**AIM OF THE TASK**
Locate each line in the rows below that contains the string "pixel", and copy every such line in full.

**INPUT DATA**

......

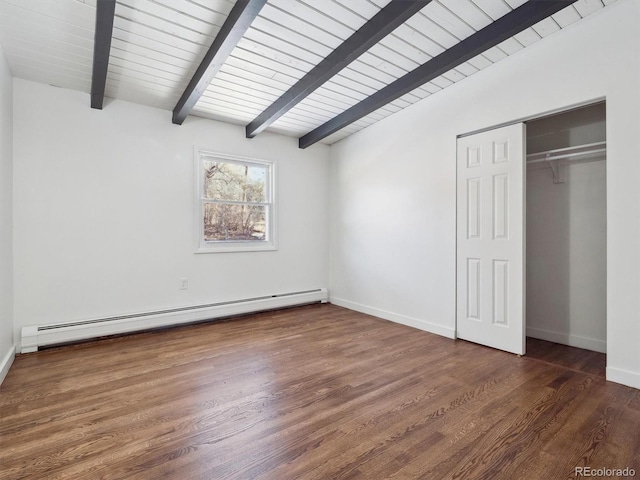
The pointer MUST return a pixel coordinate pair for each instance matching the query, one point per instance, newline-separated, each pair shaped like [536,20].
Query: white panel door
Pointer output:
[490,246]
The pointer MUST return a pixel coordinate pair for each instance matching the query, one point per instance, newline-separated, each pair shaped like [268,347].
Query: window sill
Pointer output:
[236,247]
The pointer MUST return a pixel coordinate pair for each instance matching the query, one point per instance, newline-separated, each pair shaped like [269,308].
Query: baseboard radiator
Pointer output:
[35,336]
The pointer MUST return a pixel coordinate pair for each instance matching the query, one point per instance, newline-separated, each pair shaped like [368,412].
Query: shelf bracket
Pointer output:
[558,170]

......

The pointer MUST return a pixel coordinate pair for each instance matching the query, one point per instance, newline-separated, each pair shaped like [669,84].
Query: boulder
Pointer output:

......

**SOLVED EXERCISE**
The pointer MUST return a pixel coordinate pair for each instance matching the query, one point per instance, newline-separated, each pair shaped like [536,20].
The pointer MUST return a pixel coordinate pair for each instance matching the query, one point per instance, newline-separated, each pair shaped like [268,347].
The pointer MUST return a pixel coordinate pair for each instance matching the query, one point per instance, newline-separated, each pair shaped like [269,308].
The pointer MUST return a pixel coordinate pair for each instance matching the query, one point per instance, newline-separated, each pair shaped like [368,412].
The pointer MUST return a pixel coordinate pair for each instance matching the query, one point per instance, newline-separated, each pair shaped like [669,84].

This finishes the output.